Yes, I guess I am overstating the possible speedup if I call it ‘much much faster’, but there ought to at least be a noticeable speedup by cutting out the early steps if it’s basically just wasting time/data/compute to fix the distributions. It might also converge to a better and different optimum.
Perhaps more interestingly is the consequences for the training and arch: a lot of stuff with Transformers, like special burnin schedules or heavy (ab)use of normalization has long struck me as potentially just hacks around bad initializations that are trying to cause divergence. I’ve long been impressed by how it can be possible to remove normalization entirely or train stable vanilla NNs 10,000 layers deep just by improving the initialization/distribution. Reverse-engineering the final distribution may be a helpful method. If you use the final distribution, you may be able to drop some complexity from the overall Transformer recipe.
I think we agree here. Testing whether it converges to a better optimum would also be interesting.
Yes. I feel that this might help especially with warmup which could just plausibly be because at the start there are very large and mostly non-informative gradients towards just being the right distribution, which would be removed if you start out at the right gradient.
Also, I meant to ask you, what does the learning rate schedule of these models look like? In a lot of the summary statistics plots we see either peaks and asymptotes and sometimes clear phase transitions between checkpoints 20 and 40, and I was wondering if this is related to the learning rate schedule somehow (end of warmup?)
Linear warm-up over the first 10% of training, then cosine decay to a minimum of one-tenth the peak LR which is set to occur at the end of training (300B tokens). Peak LRs vary by model but are roughly consistent with GPT-3 and OPT values. You can find all the config details on GitHub. The main divergence relevant to this conversation from mainstream approaches is that we use a constant batch size (2M) throughout scaling. Prior work uses batch sizes up to 10x smaller for the smallest models, but we find that we can train large batch small models without any problems. This enables us to achieve a substantial wall-clock speed-up for small models by throwing more GPUs at them. We continue to use this batch size for the 11B model for consistency, although the standard progression of batch sizes would encourage one of 3M or 4M by that point.
Checkpoint 20 and 40 are at 20k and 40k iterations respectively, and the entire training runs for 143k iterations. So they occur relatively shortly after the LR peaks, but don’t coincide with anything I know to be particularly special.
We have done some preliminary analyses on these as well. Primary issue is just that these experiments take longer since the larger models take longer to instantiate from checkpoint (which adds up when there are 142 checkpoints). Am planning to run the same experiments on the larger models and update the post with them at some point however.
I agree the distribution thing is weird and not what I was expecting. I have currently tried to fit to Gaussian, power law, logistic and none are super close in general. I have also tried general fits to generalised exponential functions of the form exp(kx^\alpha) where k and \alpha are free parameters but this optimization just tends to be numerically unstable and give bad results whenever I have tried it. Other people at Conjecture, following the PDLT book, have tried fitting the fourth order perturbative expansion—i.e. exp(x^2 + \gamma x^4) which also runs into numerical issues.
Maybe? I haven’t studied Tensor programs in extreme detail but my understanding is that they assume Gaussian limits for their proofs. However, afaik muP does work in practice so maybe this isn’t such a big deal?
This is great to have clarified thanks! I’ll tone down the disclaimer then and add the note about the new nomenclature.
Have you tried fitting a Student’s t distribution? The nice thing about that distribution is the nu parameter completely controls the shape of the tails and is equivalent to the gaussian where nu is infinite; this would allow you to plot a cool graph of nu against checkpoint steps to get an easy visualisation of exactly how the shape of the tails changes over time.

■ **GIVEN INFORMATION**
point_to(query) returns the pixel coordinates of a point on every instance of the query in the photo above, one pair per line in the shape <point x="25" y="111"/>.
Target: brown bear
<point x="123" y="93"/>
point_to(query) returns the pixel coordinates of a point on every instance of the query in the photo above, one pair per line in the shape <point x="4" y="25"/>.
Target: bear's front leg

■ **PROBLEM 1**
Print the part of the training discussion from "Maybe? I haven’t" up to and including "a big deal?".
■ **PROBLEM 2**
Summarize the training discussion in three sentences.

■ **ANSWER 1**
Maybe? I haven’t studied Tensor programs in extreme detail but my understanding is that they assume Gaussian limits for their proofs. However, afaik muP does work in practice so maybe this isn’t such a big deal?

■ **ANSWER 2**
Starting training from the final weight distribution might give a noticeable speedup, might reach a better optimum, and might let the Transformer recipe drop complexity such as warmup or heavy normalization. The models use linear warm-up over the first 10% of training and then cosine decay to one-tenth of the peak learning rate, with a constant batch size of 2M throughout scaling. Fits of the distributions to Gaussian, power law, and logistic forms have not come out close, and fitting a Student's t distribution is proposed so that its nu parameter can track how the tails change over checkpoints.